Work task:
Repeat the listing below exactly.

Data to examine:
########################################
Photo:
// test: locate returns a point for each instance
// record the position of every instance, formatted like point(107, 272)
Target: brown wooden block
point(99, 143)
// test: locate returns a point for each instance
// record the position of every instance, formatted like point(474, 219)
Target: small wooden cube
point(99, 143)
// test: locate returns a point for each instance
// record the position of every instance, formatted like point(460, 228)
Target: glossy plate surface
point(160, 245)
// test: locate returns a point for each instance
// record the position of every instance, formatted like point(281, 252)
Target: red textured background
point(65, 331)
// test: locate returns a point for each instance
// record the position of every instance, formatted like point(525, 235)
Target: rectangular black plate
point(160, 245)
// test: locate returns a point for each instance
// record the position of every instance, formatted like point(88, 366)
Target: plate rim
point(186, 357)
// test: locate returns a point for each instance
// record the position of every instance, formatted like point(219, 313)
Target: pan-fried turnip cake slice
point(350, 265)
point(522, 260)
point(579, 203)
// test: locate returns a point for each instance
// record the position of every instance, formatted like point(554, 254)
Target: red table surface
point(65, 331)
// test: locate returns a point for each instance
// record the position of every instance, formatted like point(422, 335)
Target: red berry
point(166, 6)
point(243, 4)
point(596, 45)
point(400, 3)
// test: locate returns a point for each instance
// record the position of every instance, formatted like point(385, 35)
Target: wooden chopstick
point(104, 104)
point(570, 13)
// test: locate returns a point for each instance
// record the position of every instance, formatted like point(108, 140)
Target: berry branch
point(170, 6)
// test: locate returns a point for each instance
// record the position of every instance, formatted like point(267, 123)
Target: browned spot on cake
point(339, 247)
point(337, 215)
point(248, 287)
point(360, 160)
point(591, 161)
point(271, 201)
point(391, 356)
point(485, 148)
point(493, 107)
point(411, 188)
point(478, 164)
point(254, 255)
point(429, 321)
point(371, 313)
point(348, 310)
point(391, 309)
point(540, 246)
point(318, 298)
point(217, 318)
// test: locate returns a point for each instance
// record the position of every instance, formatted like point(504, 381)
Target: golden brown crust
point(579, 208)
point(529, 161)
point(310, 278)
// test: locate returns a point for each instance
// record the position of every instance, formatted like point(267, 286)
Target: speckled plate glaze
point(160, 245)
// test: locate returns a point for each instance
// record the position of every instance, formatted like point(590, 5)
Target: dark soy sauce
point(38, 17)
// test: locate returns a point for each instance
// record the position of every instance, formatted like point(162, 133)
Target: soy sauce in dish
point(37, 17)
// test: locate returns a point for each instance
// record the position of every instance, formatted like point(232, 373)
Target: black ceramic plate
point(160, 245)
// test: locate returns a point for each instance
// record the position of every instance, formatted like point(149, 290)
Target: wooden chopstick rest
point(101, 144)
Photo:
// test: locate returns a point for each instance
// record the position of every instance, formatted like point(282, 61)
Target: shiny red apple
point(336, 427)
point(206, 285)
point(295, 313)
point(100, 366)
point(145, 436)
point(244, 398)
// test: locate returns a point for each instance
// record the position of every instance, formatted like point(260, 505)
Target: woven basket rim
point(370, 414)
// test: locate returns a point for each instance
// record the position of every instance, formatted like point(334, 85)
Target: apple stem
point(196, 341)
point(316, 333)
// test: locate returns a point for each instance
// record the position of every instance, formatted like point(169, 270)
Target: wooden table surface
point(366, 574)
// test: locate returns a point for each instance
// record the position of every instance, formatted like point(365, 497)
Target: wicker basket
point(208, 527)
########################################
Solved exercise:
Photo:
// test: locate returns a point for each instance
// record the position of every instance, formatted like point(107, 272)
Target: brown wooden block
point(99, 143)
// test: locate returns a point for each instance
// record the position of every instance, formatted like point(474, 219)
Target: small wooden cube
point(99, 143)
// test: locate returns a point for each instance
// record the position of every instance, formatted like point(460, 228)
Target: glossy plate surface
point(160, 245)
// test: locate returns a point for each instance
// record the position of every instance, formatted like point(281, 252)
Target: red textured background
point(65, 331)
// test: locate returns a point for each instance
// record the position of every instance, formatted like point(525, 235)
Target: rectangular black plate
point(160, 245)
// test: locate returns a point for each instance
// record the position of every instance, formatted like point(88, 366)
Target: plate rim
point(186, 357)
// test: locate returns a point for each instance
// record the position of every instance, formatted like point(219, 313)
Target: pan-fried turnip cake slice
point(350, 265)
point(522, 260)
point(579, 203)
// test: locate returns a point for each instance
// record the position of every instance, formatted like point(554, 254)
Target: red table surface
point(65, 331)
// test: locate returns a point for each instance
// record the position of every instance, formatted like point(422, 335)
Target: red berry
point(166, 6)
point(243, 4)
point(596, 45)
point(400, 3)
// test: locate returns a point for each instance
// record the position of every instance, formatted like point(385, 35)
Target: wooden chopstick
point(104, 104)
point(570, 13)
// test: locate returns a point for each instance
// record the position of every instance, formatted like point(108, 140)
Target: berry branch
point(170, 6)
// test: locate returns a point for each instance
// record the position of every instance, formatted like point(267, 123)
Target: browned spot on cake
point(339, 247)
point(337, 215)
point(248, 287)
point(360, 160)
point(591, 161)
point(271, 201)
point(391, 356)
point(485, 148)
point(493, 107)
point(411, 188)
point(478, 164)
point(254, 255)
point(429, 321)
point(371, 313)
point(348, 310)
point(391, 309)
point(540, 246)
point(318, 298)
point(217, 318)
// test: locate returns a point for each instance
// record the position of every instance, formatted like point(504, 381)
Target: golden brown crust
point(579, 208)
point(529, 161)
point(310, 278)
// test: locate returns a point for each instance
// record the position of every instance, formatted like point(267, 286)
Target: speckled plate glaze
point(160, 245)
// test: locate returns a point for each instance
// record the position of every instance, formatted like point(590, 5)
Target: dark soy sauce
point(38, 17)
// test: locate returns a point for each instance
// record the position of every instance, formatted like point(162, 133)
Target: soy sauce in dish
point(37, 17)
// test: locate returns a point for each instance
// record the position of every instance, formatted like point(232, 373)
Target: black ceramic plate
point(160, 245)
// test: locate returns a point for each instance
// record the position of every instance, formatted like point(149, 290)
Target: wooden chopstick rest
point(101, 144)
Photo:
// test: locate returns a point for each instance
// record the position of every instance, formatted like point(282, 61)
Target: shiny red apple
point(336, 427)
point(206, 285)
point(295, 313)
point(100, 366)
point(145, 436)
point(244, 398)
// test: locate returns a point for each instance
// record the position of every instance, formatted like point(260, 505)
Target: woven basket rim
point(370, 414)
// test: locate returns a point for each instance
// record the position of every instance, formatted like point(334, 85)
Target: apple stem
point(196, 341)
point(316, 333)
// test: locate returns a point for each instance
// record the position of every instance, formatted like point(169, 270)
Target: wooden table surface
point(366, 574)
// test: locate returns a point for each instance
// record the position of every instance, formatted like point(365, 497)
Target: wicker basket
point(208, 527)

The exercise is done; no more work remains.